▶ [WHAT THIS TASK INVOLVES]: Please quote, word for word, the stretch of rows below from the line containing "Target: tree foliage" through the line containing "x=372 y=323", and nothing more.

▶ [DATASET CONTENT]:
..........
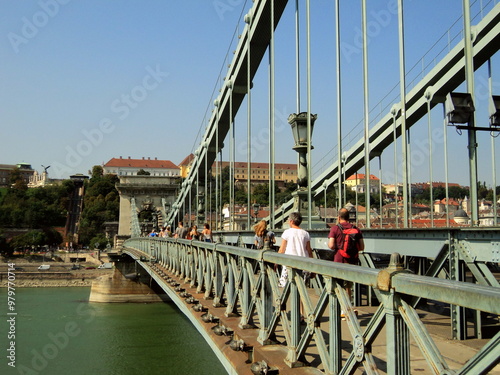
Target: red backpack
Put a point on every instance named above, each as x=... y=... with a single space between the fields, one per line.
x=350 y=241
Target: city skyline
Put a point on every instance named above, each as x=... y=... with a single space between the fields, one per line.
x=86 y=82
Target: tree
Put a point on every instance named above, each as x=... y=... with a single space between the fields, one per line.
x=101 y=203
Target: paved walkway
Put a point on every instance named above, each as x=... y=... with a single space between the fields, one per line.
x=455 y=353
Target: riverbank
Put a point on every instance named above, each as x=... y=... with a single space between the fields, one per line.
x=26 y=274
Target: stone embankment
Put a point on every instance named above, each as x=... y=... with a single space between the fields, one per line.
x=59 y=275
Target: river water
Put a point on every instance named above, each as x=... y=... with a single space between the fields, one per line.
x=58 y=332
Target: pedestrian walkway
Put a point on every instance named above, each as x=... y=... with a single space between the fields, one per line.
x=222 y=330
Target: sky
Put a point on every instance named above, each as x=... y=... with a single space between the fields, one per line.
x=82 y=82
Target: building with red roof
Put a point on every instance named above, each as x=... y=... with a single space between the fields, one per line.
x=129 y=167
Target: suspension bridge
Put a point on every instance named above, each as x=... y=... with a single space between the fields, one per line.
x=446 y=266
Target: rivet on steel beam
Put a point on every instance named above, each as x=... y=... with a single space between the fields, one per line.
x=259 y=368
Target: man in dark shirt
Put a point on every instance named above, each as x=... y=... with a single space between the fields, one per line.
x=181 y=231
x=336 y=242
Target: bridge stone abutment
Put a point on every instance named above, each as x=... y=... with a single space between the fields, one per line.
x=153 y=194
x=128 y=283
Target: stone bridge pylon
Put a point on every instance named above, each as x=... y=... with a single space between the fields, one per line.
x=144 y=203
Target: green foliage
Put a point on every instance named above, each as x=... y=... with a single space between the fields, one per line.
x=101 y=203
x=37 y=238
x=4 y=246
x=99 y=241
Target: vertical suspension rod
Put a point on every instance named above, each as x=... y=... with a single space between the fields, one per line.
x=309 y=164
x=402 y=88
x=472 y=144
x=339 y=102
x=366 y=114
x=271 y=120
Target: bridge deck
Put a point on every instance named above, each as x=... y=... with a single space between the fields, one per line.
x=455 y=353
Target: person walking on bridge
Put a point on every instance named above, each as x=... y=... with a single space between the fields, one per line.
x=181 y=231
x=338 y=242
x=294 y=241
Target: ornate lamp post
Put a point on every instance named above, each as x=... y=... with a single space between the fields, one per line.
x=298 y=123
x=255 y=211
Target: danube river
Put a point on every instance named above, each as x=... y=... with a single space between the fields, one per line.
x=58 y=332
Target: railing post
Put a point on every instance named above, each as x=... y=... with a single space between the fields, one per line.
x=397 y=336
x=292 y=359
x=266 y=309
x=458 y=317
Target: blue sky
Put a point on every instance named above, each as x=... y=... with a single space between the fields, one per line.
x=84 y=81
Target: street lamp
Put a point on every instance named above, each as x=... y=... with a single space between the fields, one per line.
..........
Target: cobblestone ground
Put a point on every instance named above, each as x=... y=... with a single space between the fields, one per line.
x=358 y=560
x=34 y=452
..........
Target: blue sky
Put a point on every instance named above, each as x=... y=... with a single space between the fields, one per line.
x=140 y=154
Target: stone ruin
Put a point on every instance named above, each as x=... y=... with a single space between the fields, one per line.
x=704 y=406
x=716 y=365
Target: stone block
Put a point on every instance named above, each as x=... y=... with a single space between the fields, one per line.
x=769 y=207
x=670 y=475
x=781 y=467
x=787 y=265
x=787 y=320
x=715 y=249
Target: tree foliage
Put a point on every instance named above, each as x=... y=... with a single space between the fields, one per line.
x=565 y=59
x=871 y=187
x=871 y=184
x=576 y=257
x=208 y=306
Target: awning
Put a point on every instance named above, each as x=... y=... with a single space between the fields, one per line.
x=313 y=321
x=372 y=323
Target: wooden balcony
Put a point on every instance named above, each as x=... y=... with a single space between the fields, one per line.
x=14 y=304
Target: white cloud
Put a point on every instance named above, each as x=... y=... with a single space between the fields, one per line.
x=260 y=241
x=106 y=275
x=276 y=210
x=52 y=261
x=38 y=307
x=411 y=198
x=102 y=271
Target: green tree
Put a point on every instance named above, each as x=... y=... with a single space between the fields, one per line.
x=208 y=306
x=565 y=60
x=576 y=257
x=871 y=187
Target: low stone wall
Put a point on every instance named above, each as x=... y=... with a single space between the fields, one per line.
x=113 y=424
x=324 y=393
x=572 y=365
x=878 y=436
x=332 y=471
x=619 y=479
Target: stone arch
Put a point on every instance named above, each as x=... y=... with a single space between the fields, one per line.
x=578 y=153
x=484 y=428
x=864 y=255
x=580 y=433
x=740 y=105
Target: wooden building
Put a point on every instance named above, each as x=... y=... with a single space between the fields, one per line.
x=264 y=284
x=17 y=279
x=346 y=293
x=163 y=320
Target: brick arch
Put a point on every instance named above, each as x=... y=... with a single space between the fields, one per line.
..........
▶ [EXERCISE RESULT]:
Target: tree foliage
Put a point on every instance named above, each as x=... y=... with a single space between the fields, one per line.
x=565 y=59
x=871 y=187
x=871 y=184
x=576 y=257
x=208 y=306
Target: awning
Put a point on every instance named above, each as x=... y=... with a single space between the fields, one per line.
x=313 y=321
x=372 y=323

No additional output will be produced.